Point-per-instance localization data
● ● ●

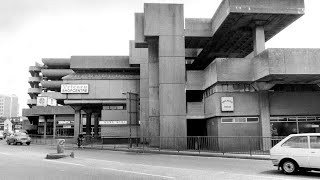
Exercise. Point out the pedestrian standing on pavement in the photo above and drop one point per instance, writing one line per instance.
(80, 139)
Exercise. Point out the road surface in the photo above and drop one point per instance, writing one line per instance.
(28, 162)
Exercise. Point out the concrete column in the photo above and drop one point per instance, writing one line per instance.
(153, 69)
(96, 124)
(144, 100)
(265, 119)
(77, 123)
(54, 126)
(45, 128)
(88, 124)
(258, 39)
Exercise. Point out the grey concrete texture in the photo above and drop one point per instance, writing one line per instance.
(163, 19)
(286, 61)
(194, 80)
(105, 89)
(171, 46)
(154, 101)
(48, 110)
(56, 73)
(57, 62)
(99, 62)
(137, 55)
(255, 7)
(171, 70)
(196, 27)
(173, 126)
(173, 99)
(139, 27)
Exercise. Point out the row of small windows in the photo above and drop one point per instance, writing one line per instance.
(120, 107)
(240, 120)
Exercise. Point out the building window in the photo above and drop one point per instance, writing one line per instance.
(115, 107)
(240, 120)
(284, 126)
(297, 142)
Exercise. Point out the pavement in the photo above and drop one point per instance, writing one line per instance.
(125, 148)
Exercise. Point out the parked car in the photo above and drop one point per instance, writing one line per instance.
(18, 138)
(1, 135)
(297, 152)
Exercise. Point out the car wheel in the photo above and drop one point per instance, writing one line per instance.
(289, 167)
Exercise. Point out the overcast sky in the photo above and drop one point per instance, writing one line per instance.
(34, 29)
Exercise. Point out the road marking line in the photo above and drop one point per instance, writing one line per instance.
(254, 176)
(64, 162)
(147, 165)
(133, 172)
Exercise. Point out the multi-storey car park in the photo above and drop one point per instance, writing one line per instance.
(189, 77)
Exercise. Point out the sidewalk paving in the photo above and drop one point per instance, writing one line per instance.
(121, 147)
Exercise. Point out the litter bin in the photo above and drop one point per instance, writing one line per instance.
(60, 145)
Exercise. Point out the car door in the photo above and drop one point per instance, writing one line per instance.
(297, 148)
(314, 155)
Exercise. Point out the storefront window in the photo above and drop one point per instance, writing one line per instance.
(284, 126)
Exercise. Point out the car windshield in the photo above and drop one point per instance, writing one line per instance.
(21, 134)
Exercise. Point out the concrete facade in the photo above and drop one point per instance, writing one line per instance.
(179, 71)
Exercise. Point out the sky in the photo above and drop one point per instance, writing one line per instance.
(34, 29)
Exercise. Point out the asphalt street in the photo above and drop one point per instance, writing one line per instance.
(28, 162)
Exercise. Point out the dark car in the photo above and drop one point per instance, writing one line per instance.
(18, 138)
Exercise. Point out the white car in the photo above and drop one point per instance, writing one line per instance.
(297, 152)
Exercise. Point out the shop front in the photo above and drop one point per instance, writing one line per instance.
(286, 125)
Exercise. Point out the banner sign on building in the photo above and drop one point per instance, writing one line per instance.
(75, 88)
(42, 101)
(227, 104)
(64, 122)
(46, 101)
(66, 126)
(112, 122)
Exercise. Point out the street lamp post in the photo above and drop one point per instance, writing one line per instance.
(128, 96)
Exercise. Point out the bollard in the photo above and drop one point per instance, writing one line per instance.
(60, 146)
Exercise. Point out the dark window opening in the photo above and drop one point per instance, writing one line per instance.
(194, 96)
(295, 87)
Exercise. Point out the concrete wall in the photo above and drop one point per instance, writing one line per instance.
(213, 126)
(105, 89)
(48, 110)
(227, 70)
(113, 115)
(99, 62)
(195, 27)
(137, 55)
(294, 103)
(238, 129)
(234, 69)
(119, 131)
(245, 104)
(286, 61)
(195, 80)
(280, 103)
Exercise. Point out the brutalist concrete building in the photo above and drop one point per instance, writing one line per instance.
(194, 77)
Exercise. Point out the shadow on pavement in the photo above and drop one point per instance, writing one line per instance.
(311, 174)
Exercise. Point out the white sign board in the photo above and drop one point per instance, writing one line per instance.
(52, 102)
(67, 126)
(227, 104)
(46, 101)
(64, 122)
(42, 101)
(75, 88)
(112, 122)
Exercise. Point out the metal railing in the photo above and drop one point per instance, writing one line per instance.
(194, 144)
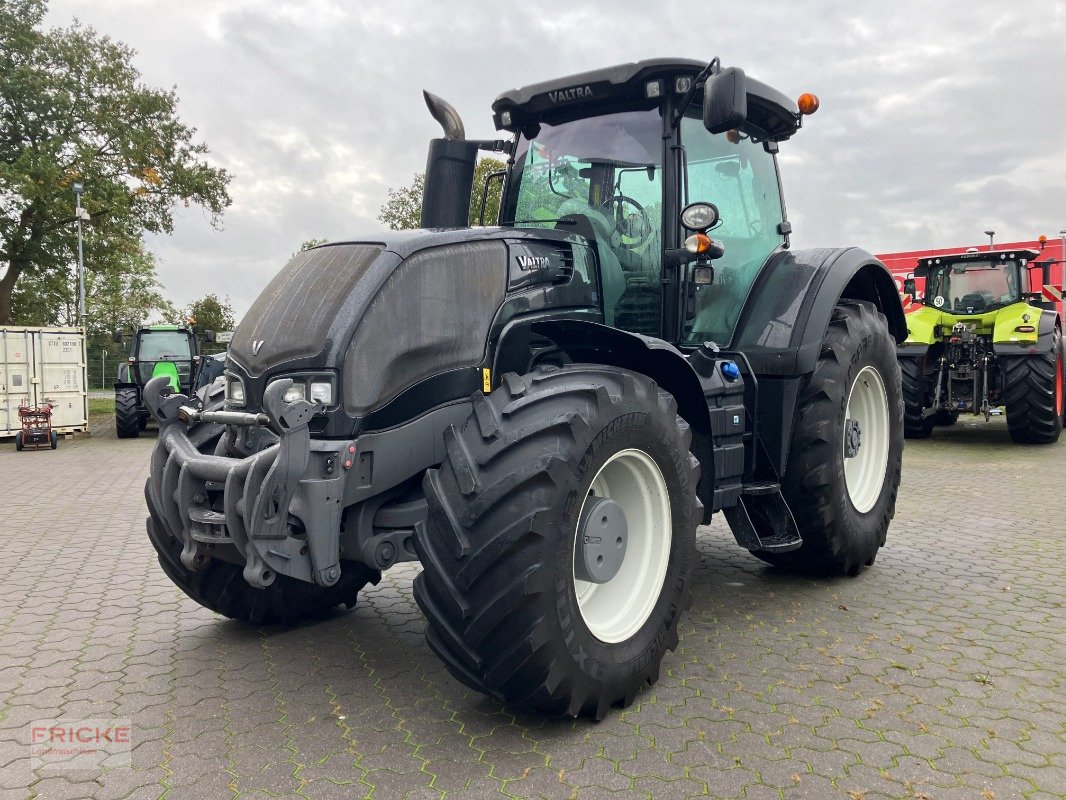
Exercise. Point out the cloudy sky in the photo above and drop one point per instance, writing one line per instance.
(938, 120)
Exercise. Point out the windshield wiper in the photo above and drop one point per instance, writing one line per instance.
(560, 221)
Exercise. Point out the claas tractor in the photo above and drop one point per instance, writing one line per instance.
(158, 351)
(543, 411)
(986, 338)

● ● ●

▶ **About this task**
Please retype, exactly and only, the lines from the one holding "Exercise. Point out the dark window" to the end of the entries, both ends included, without any pictures.

▶ **Result for this task**
Exercise. Point out the dark window opening in the photo above and drop one point per instance, writing one line per instance.
(194, 96)
(295, 87)
Exercise. Point out the concrete wall in the photo above and drop one point per instance, writing one line per instance.
(213, 126)
(105, 89)
(48, 110)
(227, 70)
(113, 115)
(99, 62)
(195, 27)
(137, 55)
(294, 103)
(238, 129)
(234, 69)
(119, 131)
(245, 104)
(286, 61)
(195, 80)
(280, 103)
Exercise. Point out the brutalist concrete building in the photo above and drop one point per instance, writing one line per instance.
(194, 77)
Exercise. Point out the shadow on pavement in the photo above and drop one point per instance, writing one line per instance.
(311, 174)
Exercise. Point out the white sign board in the photo above and drop one point per instance, writing one line per instance.
(52, 102)
(67, 126)
(227, 104)
(46, 101)
(64, 122)
(42, 101)
(75, 88)
(112, 122)
Exercise. Point out the metal railing in the photo above and drop one point per instance, writing one line per instance.
(194, 144)
Exercise. Point out the cloudy sky in the photo above and drop one point per instance, writing one line per instance.
(938, 120)
Exercise. Point out the windshield wiper in the photo above and drop one point per instance, writing one line per instance.
(560, 221)
Exercise. Point out the claas tractor in the photo above and drop one point per instance, writing one line per instance.
(158, 351)
(543, 411)
(986, 338)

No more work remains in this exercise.